Retype every line of the records below word for word, leaving out the pictures.

━━━ PROVIDED INFORMATION

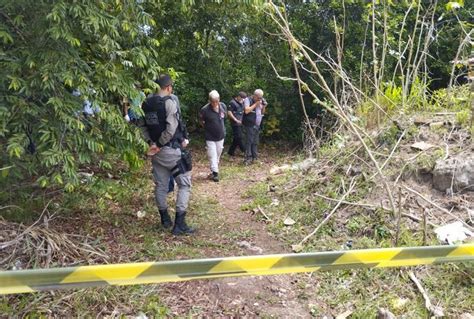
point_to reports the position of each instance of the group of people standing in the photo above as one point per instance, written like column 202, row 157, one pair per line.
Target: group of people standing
column 245, row 114
column 167, row 137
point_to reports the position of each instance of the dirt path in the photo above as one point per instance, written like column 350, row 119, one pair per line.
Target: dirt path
column 270, row 296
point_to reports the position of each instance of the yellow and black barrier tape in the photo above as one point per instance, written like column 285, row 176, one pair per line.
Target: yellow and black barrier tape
column 20, row 281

━━━━━━

* _CORRECT RESPONSE_:
point_to reports the position of each instance of the group of people standing in the photo above as one point per instance, written like column 202, row 157, one pair per line.
Target: group of people standing
column 245, row 114
column 167, row 137
point_to reports the position of each instance of the dirt path in the photo above as one point per instance, written like column 350, row 119, one pair per line.
Target: dirt path
column 270, row 296
point_to reports the position of each instance of the yellow and black barrier tape in the photo above as one point per instance, written like column 285, row 176, one pair per line.
Target: yellow and black barrier tape
column 20, row 281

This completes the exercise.